• GOAL OF THE EXERCISE: Collect each line of the data that contains the string "beard".
━━━━━━━━━━━━━━━━━━━━
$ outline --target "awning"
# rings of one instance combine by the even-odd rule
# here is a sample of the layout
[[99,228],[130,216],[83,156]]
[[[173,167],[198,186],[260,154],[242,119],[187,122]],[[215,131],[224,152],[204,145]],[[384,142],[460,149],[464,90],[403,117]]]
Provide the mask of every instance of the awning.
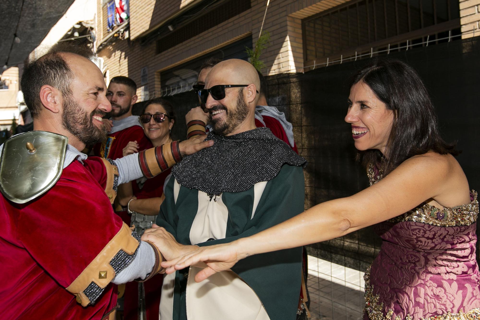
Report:
[[[73,2],[73,0],[0,1],[0,73],[6,62],[9,67],[23,63]],[[19,43],[15,40],[15,34]]]

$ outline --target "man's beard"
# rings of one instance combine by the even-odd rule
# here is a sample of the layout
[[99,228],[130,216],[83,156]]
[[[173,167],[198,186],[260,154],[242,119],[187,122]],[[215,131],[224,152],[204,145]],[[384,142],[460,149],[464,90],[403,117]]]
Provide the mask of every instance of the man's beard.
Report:
[[121,117],[125,113],[126,113],[127,112],[128,112],[129,111],[130,111],[130,108],[131,107],[131,106],[130,106],[130,105],[127,106],[126,107],[123,107],[120,106],[120,104],[117,104],[116,103],[110,103],[110,104],[112,105],[112,107],[114,106],[118,107],[118,108],[120,108],[118,110],[116,111],[113,111],[113,110],[112,110],[112,111],[111,111],[109,113],[110,116],[115,117],[115,118],[118,118],[119,117]]
[[245,103],[243,98],[243,90],[239,92],[237,98],[237,108],[236,110],[228,110],[223,104],[218,104],[212,107],[209,110],[210,114],[215,111],[225,110],[226,119],[225,120],[210,118],[213,126],[213,130],[216,134],[221,135],[226,135],[231,133],[240,125],[248,115],[250,111],[248,105]]
[[93,123],[93,116],[103,117],[105,113],[94,110],[89,114],[84,111],[71,97],[64,99],[62,125],[70,133],[86,145],[103,141],[107,137],[107,128],[103,124],[100,128]]

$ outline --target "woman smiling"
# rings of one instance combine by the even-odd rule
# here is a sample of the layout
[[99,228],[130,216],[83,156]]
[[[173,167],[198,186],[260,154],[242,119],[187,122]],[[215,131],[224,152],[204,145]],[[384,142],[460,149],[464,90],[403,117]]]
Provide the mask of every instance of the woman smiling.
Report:
[[[168,101],[156,98],[149,100],[140,117],[145,135],[151,142],[146,148],[159,147],[171,142],[170,132],[175,122],[173,107]],[[123,156],[138,150],[136,141],[130,141],[123,148]],[[129,213],[132,215],[132,224],[135,230],[142,234],[146,229],[152,226],[160,210],[160,206],[165,198],[163,185],[165,179],[170,174],[170,169],[164,171],[152,179],[141,178],[132,182],[130,192],[121,200],[120,204],[126,205]],[[158,308],[161,294],[163,275],[157,274],[143,283],[144,285],[144,307],[146,310],[146,320],[158,319]],[[139,319],[137,313],[138,285],[129,283],[125,288],[124,319]]]
[[[364,319],[478,319],[477,193],[469,190],[454,146],[440,136],[422,81],[403,62],[374,59],[353,77],[348,104],[345,121],[370,187],[162,266],[171,273],[204,261],[207,268],[195,277],[199,281],[249,255],[375,224],[383,241],[365,275]],[[148,239],[163,241],[156,238]]]

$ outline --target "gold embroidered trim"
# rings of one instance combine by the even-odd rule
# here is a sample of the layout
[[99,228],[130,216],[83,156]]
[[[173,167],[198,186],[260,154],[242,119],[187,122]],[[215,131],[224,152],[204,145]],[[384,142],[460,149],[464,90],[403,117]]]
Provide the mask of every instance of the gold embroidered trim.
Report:
[[[370,185],[377,183],[383,178],[381,174],[375,175],[372,164],[368,167],[367,175]],[[473,199],[469,203],[453,208],[445,207],[443,210],[424,202],[417,208],[387,221],[392,222],[413,221],[439,227],[468,225],[477,221],[479,214],[477,192],[472,190],[470,197]]]
[[[380,295],[373,294],[373,286],[370,284],[370,267],[367,269],[363,276],[365,280],[365,308],[371,320],[414,320],[413,317],[407,314],[403,319],[399,315],[393,318],[393,310],[390,309],[386,315],[384,315],[384,303],[379,303]],[[450,313],[433,316],[429,318],[421,318],[420,320],[479,320],[480,319],[480,308],[472,309],[464,313],[460,311],[458,313]]]

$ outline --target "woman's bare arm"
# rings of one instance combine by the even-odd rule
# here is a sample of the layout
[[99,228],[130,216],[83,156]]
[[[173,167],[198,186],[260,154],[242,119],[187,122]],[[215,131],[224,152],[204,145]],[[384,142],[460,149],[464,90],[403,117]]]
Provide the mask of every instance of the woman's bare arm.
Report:
[[251,236],[203,247],[163,265],[172,272],[174,267],[179,270],[204,261],[208,267],[195,278],[201,281],[249,255],[326,241],[394,218],[448,191],[452,178],[448,157],[412,157],[376,184],[351,197],[321,203]]

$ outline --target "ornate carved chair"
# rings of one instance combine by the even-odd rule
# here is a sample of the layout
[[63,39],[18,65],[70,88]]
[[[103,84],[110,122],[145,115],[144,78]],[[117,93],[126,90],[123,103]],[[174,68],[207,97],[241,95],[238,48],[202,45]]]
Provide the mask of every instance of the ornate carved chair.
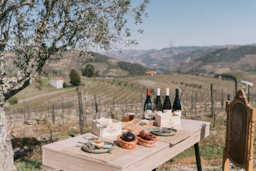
━━━━━━━━━━━━━━━━━━━━
• WRITTEN ANSWER:
$ outline --target "man's beard"
Provide the mask of every instance of the man's beard.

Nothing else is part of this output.